Records from a data collection
"""

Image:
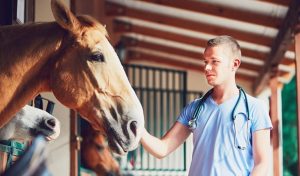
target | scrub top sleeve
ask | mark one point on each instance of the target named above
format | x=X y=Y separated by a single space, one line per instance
x=187 y=113
x=260 y=116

"""

* _TRY IT_
What is needed is an exact reprint of every entry, pictures excluded.

* _RESPONSE TO THIS TASK_
Image:
target | scrub top sleeve
ask | mark one point on each instance of the target named above
format | x=X y=Y separated by a single space, one line per instance
x=187 y=113
x=260 y=116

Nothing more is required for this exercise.